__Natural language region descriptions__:

▬▬▬▬▬▬

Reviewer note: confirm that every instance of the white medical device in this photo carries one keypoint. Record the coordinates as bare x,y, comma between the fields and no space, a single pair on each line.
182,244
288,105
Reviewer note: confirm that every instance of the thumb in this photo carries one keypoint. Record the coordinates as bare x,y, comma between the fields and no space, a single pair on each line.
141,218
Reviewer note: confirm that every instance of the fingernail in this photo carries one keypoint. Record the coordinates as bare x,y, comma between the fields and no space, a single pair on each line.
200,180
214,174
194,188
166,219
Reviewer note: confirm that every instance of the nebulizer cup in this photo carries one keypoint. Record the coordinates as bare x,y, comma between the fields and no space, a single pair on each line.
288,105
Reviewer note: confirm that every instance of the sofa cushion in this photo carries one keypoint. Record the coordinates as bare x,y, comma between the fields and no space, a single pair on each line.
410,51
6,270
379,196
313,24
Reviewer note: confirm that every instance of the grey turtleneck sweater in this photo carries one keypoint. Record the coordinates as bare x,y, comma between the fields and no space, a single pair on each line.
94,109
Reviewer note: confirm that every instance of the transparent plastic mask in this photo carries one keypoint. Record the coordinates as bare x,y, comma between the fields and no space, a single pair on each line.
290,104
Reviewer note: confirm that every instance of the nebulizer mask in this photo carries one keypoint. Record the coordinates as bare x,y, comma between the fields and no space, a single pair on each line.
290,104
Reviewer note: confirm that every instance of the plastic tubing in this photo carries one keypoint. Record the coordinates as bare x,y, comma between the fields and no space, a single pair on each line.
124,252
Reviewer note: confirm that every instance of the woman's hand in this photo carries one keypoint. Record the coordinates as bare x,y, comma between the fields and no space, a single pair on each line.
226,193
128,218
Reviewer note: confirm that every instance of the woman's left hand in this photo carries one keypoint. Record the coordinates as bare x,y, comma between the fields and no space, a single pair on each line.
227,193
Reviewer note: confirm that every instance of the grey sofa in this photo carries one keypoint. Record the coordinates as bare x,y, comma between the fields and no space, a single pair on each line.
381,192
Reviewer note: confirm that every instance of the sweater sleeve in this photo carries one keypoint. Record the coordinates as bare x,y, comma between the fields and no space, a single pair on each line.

▬▬▬▬▬▬

__Exercise aim__: Give the entries again exactly as they stand.

__Solved problem__:
Reviewer note: confirm that every instance of the white medical device in this photo carries one keypoint. Record the coordinates as bare x,y, comma between the fields and no space, a single pair on each line.
182,244
288,105
Reviewer note: confirm that every instance of the thumb in this photo carries one keypoint. Record the coordinates as bare x,y, comma between the fields and no space, a single pair on each line.
141,218
Reviewer note: confirm that every instance of the fingernail in this photo carries one keypoint. Record the coordinates as bare x,y, comma between the fields and no space, a single pair on each line.
200,180
214,174
194,188
166,219
Reviewer note: confirm that every instance of the nebulizer cup in this photo carries one keypoint. Record the coordinates as bare x,y, comma between the fields and no space, a single pair on each line.
288,105
Reviewer note: confirm that every instance of the sofa cushion in this photo carries one keypoint. Record the coordinates as bare x,y, comma between the fields and no space, a single pair on each line.
410,51
6,270
379,196
313,24
Reviewer note: confirm that every instance of the grey turtleneck sweater in this photo carries one keypoint. Record the coordinates as bare x,y, comma between the fields and no space, a single pair on each line.
94,109
Reviewer note: confirm that every instance of the transparent plastic mask in this photo carries one keypoint. Record the coordinates as bare x,y, comma between the fields and no space, a single pair on each line.
290,104
Reviewer note: confirm that every instance of the nebulizer mask in this photo carries one keypoint. Record the coordinates as bare x,y, comma between the fields and no space, a single pair on each line.
290,104
Reviewer note: confirm that every instance of the plastic tubing in this photo carries one keypoint. Record the coordinates as bare x,y, comma between the fields and no space, a single pair on each line.
124,252
Reviewer note: confirm that every instance of the woman's hand in this photo carries one keypoint. Record the coordinates as bare x,y, comma between the fields and no space, a single pair on each line.
226,193
128,218
Reviewer note: confirm that every instance of the woman's left hand in this photo carries one keypoint. Record the coordinates as bare x,y, comma between the fields and no space, a single pair on each line.
227,193
Reviewer note: confirm that every instance of the grey sofa in this photo carries one keypoint. Record the coordinates as bare x,y, comma between the fields and no space, a single pair on each line.
381,192
Reviewer note: confirm that every instance of the sweater sleeve in this photo carries one keypoint. Record the coordinates as bare x,y, comma between the fields and no space, a single pair on each line.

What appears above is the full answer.